#### Source data
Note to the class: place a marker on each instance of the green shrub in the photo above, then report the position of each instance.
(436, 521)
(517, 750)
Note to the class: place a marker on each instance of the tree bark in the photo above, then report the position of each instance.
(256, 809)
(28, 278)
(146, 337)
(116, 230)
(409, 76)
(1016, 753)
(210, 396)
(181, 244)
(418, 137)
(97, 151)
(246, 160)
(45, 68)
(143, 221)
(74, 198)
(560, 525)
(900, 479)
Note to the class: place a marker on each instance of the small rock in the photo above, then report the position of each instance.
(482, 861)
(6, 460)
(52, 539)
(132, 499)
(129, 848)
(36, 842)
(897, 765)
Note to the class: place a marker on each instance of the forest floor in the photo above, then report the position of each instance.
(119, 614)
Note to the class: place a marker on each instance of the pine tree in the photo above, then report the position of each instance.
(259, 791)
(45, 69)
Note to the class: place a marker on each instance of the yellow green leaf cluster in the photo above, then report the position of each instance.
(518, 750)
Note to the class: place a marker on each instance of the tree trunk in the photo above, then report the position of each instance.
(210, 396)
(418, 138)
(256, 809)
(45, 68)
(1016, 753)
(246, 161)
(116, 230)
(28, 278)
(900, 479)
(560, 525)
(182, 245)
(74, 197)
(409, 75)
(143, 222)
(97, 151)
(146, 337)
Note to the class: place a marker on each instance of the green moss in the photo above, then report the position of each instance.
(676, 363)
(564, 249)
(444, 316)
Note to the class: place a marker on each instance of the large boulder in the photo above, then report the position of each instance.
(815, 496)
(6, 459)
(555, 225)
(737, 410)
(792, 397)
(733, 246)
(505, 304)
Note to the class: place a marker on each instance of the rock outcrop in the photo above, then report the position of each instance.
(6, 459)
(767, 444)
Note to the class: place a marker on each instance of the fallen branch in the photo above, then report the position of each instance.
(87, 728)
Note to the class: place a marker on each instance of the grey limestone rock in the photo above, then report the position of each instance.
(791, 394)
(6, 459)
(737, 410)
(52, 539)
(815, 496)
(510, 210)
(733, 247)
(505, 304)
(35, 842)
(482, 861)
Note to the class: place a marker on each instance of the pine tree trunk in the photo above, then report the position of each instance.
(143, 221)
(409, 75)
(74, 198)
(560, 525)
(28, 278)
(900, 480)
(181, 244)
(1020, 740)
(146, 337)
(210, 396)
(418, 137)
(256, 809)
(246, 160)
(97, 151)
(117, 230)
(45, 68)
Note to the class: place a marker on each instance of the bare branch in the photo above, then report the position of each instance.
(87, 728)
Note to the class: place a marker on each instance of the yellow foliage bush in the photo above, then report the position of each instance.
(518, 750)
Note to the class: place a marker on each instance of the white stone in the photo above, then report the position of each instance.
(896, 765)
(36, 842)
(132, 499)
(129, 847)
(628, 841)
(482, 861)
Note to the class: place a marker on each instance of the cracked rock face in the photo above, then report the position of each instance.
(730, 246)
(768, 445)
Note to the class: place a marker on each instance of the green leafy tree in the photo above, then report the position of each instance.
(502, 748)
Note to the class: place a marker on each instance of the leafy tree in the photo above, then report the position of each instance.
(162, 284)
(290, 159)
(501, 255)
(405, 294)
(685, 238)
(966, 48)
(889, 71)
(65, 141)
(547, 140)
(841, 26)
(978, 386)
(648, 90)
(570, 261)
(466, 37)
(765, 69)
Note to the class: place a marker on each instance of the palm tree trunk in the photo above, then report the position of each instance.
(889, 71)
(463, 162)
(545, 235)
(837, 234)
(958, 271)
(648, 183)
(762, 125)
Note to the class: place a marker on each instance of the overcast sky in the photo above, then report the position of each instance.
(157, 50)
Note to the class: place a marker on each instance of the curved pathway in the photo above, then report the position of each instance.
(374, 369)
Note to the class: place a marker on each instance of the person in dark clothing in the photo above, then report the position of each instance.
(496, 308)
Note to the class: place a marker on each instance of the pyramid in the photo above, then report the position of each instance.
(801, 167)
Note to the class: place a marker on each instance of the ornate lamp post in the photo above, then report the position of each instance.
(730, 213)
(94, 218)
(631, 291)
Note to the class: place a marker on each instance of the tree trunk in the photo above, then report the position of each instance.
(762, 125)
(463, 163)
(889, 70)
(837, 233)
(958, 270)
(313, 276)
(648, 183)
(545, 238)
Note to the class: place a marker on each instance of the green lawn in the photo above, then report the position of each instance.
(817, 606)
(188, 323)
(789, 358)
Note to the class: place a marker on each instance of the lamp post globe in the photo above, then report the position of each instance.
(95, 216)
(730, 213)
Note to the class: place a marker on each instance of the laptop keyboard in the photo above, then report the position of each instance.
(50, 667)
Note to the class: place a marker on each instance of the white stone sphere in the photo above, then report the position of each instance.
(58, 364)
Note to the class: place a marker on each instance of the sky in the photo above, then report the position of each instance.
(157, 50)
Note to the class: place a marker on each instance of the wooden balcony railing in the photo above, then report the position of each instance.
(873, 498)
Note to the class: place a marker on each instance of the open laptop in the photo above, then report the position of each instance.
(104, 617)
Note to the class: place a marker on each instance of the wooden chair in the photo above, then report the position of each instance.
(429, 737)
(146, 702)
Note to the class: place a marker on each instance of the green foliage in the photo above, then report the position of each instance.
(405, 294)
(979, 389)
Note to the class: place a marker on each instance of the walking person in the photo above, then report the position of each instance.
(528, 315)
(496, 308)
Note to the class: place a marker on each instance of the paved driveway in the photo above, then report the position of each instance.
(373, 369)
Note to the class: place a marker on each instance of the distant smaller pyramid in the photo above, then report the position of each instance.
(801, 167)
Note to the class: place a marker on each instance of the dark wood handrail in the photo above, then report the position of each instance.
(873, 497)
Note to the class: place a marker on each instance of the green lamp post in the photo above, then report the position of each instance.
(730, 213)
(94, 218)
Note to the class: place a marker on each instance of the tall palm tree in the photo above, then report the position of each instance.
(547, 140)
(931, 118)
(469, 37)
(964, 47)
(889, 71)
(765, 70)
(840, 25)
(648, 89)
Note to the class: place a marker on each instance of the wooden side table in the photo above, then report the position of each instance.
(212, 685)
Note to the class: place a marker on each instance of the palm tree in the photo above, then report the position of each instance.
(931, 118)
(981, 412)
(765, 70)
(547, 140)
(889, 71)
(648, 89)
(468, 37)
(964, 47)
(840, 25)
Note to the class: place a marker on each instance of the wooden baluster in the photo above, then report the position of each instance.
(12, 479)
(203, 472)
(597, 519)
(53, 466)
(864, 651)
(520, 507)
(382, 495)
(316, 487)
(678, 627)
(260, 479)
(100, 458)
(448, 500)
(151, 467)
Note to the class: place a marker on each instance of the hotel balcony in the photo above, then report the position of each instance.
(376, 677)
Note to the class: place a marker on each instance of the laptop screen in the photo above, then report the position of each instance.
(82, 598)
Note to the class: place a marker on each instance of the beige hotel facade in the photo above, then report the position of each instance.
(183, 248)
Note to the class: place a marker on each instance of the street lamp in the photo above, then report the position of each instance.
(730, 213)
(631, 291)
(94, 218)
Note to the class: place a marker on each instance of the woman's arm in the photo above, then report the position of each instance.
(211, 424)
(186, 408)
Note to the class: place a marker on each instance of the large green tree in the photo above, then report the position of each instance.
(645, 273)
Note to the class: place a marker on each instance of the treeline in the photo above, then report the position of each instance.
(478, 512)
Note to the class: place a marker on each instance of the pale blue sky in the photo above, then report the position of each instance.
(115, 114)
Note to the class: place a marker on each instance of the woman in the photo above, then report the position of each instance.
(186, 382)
########
What is needed —
Restate the listing above word for word.

Exercise solution —
Note to the class: place a marker on each instance of the green shrub in the photo above, then report the position of each instance.
(436, 521)
(517, 750)
Note to the class: place a marker on each instance of the tree bark in the photo above, then report the position of each instance.
(256, 809)
(28, 278)
(146, 337)
(116, 230)
(409, 76)
(1016, 753)
(210, 396)
(181, 244)
(418, 137)
(97, 151)
(246, 160)
(45, 68)
(143, 221)
(74, 198)
(560, 525)
(900, 479)
Note to the class: place a marker on each instance of the small rock in the photo above, then report the position of each instance.
(482, 861)
(6, 460)
(52, 539)
(132, 499)
(129, 848)
(36, 842)
(897, 765)
Note to the class: place a marker on each instance of the forest floor in the photo above, then report the position of each instance.
(119, 614)
Note to the class: place a marker on each instance of the pine tree in the photo above, then report the position of each instance.
(259, 791)
(45, 69)
Note to the class: place a marker on each instance of the yellow green leaf cluster in the photo above, then report the position of each instance.
(518, 750)
Note to the class: place a marker on each instance of the tree trunk in the photo above, then report the position of each instance.
(210, 396)
(418, 138)
(256, 809)
(45, 68)
(1016, 753)
(246, 161)
(116, 230)
(28, 278)
(900, 479)
(560, 525)
(182, 245)
(74, 197)
(409, 75)
(143, 222)
(97, 151)
(146, 337)
Note to the class: place a marker on each instance of the green moss in the photo above, then report the position of each instance.
(676, 363)
(564, 249)
(444, 316)
Note to the class: place a marker on each instance of the large boulder in the photo above, then report the position of each instance.
(815, 496)
(6, 459)
(555, 225)
(737, 410)
(792, 397)
(733, 246)
(505, 304)
Note to the class: place a marker on each instance of the rock outcrop in the photo above, then report the position of each instance.
(6, 459)
(767, 444)
Note to the class: place a marker on each instance of the fallen branch in the photo above, then report the position of each instance.
(87, 728)
Note to the class: place a marker on each instance of the grey limestone rock in the photo above, then report the position of each instance.
(791, 394)
(6, 459)
(737, 410)
(52, 539)
(815, 496)
(510, 210)
(733, 247)
(505, 304)
(35, 842)
(482, 861)
Note to the class: place a marker on each instance of the pine tree trunk in the photo above, then report the position of each instance.
(143, 221)
(409, 75)
(74, 198)
(560, 525)
(28, 278)
(900, 480)
(181, 244)
(1020, 740)
(146, 337)
(210, 396)
(418, 137)
(256, 809)
(246, 160)
(97, 151)
(117, 230)
(45, 68)
Note to the class: place a marker on each instance of the bare branch in the photo above, then report the position of each instance.
(87, 728)
Note to the class: place a marker on each instance of the yellow foliage bush in the photo above, then report the position of each instance.
(518, 750)
Note to the class: place a marker on each instance of the white stone in the photo above, then report the position of each instance.
(896, 765)
(36, 842)
(132, 499)
(129, 847)
(628, 841)
(482, 861)
Note to the class: place a marker on each instance of the cracked rock face in the photo above, then report the position of each instance.
(730, 246)
(768, 445)
Note to the class: place a marker on each instance of the green leafy tree in the photo above, then report the position of each instance.
(502, 748)
Note to the class: place a marker on each instance of the leafy tree in the photo above, then report the position of each instance.
(162, 284)
(290, 159)
(501, 255)
(405, 294)
(685, 238)
(966, 48)
(889, 71)
(65, 141)
(547, 140)
(841, 26)
(978, 386)
(648, 90)
(570, 261)
(466, 37)
(765, 69)
Note to the class: place a marker on each instance of the palm tree trunk in the photo above, then report the position of each instance.
(889, 71)
(463, 162)
(545, 235)
(837, 234)
(958, 271)
(648, 183)
(762, 125)
Note to the class: place a marker on each instance of the overcast sky in the photo above, then report the position of each instance.
(157, 50)
Note to the class: place a marker on each instance of the curved pathway in the photo above, then report the position of each instance.
(374, 369)
Note to the class: place a marker on each instance of the person in dark clothing in the photo above, then report the position of each instance.
(496, 308)
Note to the class: place a marker on each instance of the pyramid in the photo above, then report the position of each instance.
(801, 167)
Note to the class: place a marker on each instance of the ornate lamp post in the photo above, then report the position of each instance.
(730, 213)
(94, 218)
(631, 291)
Note to the class: place a marker on each instance of the tree trunk in the photo above, then report the position of each instance.
(762, 125)
(463, 163)
(889, 70)
(837, 233)
(958, 270)
(313, 276)
(648, 183)
(545, 238)
Note to the class: place a marker on each instance of the green lawn in the photo above, then report the position of each instance.
(817, 606)
(188, 323)
(789, 358)
Note to the class: place a marker on each instance of the lamp post globe in the photo above, then report the position of each instance.
(95, 216)
(730, 213)
Note to the class: place a marker on each instance of the laptop keyboard in the photo above, then report the position of each instance.
(50, 667)
Note to the class: place a marker on each instance of the white stone sphere in the photo above, then report the position of each instance.
(58, 364)
Note to the class: place a marker on each instance of the sky in the photo above, then report the position of each instance.
(157, 50)
Note to the class: place a marker on each instance of the wooden balcony railing in the photo above, then report the position of each instance.
(873, 498)
Note to the class: place a marker on each instance of the open laptop in the photo above, then report the position of each instance.
(104, 617)
Note to the class: place a marker on each instance of the wooden chair in the photo above, then report the position of each instance.
(429, 737)
(146, 702)
Note to the class: place a marker on each instance of the green foliage in the photo above, then report the position of each instance.
(405, 294)
(979, 389)
Note to the class: place a marker on each instance of the walking person in the photo above, then report the position of each instance.
(528, 315)
(496, 308)
Note to the class: place a marker on each instance of the paved driveway in the photo above, then report the position of each instance.
(373, 369)
Note to the class: place a marker on each instance of the distant smaller pyramid in the photo above, then report the position of each instance.
(801, 167)
Note to the class: place a marker on each instance of the dark wood handrail in the photo above, then report the position of each instance.
(873, 497)
Note to the class: place a marker on each instance of the green lamp post in the photo above, then report the position of each instance.
(730, 213)
(94, 218)
Note to the class: place a marker on each instance of the tall palm tree in the photo above, then report the position of each instance.
(547, 140)
(931, 118)
(469, 37)
(964, 47)
(889, 71)
(765, 70)
(840, 25)
(648, 89)
Note to the class: place a marker on each instance of the wooden side table in the photo above, then report the position of each instance.
(212, 685)
Note to the class: place a marker on each instance of the palm tree in the photo above, then report the position of each instance.
(931, 118)
(981, 412)
(765, 70)
(547, 140)
(889, 71)
(648, 89)
(468, 37)
(964, 47)
(840, 25)
Note to the class: place a marker on each instance of the wooden baluster in the photo above, then report the position of each instance.
(12, 479)
(203, 472)
(597, 519)
(53, 466)
(864, 651)
(520, 507)
(382, 495)
(316, 487)
(678, 627)
(260, 479)
(100, 458)
(448, 500)
(151, 467)
Note to the class: place a marker on each instance of the hotel balcony in the photo above, then report the position of each instance.
(376, 677)
Note to the class: place a marker on each instance of the laptop screen in the photo above, then report the position of each instance.
(82, 598)
Note to the class: place a marker on each instance of the beige hotel facade in the photo above, then report the position of each instance.
(183, 248)
Note to the class: place a marker on each instance of the street lamp in the photo above, then report the position of each instance.
(730, 213)
(631, 291)
(94, 218)
Note to the class: place a marker on each instance of the woman's arm in the photo above, then report the position of each instance.
(211, 424)
(186, 408)
Note to the class: place a marker on each instance of the large green tree in the photo above, then report the position of each instance.
(645, 273)
Note to the class: place a marker on each instance of the treeline in the photo above, then report the position of each instance.
(478, 512)
Note to the class: place a marker on each instance of the pale blue sky in the photo above, then report the position of each instance.
(115, 114)
Note to the class: place a marker on each instance of the woman in the photo above, then report the position of each instance.
(186, 382)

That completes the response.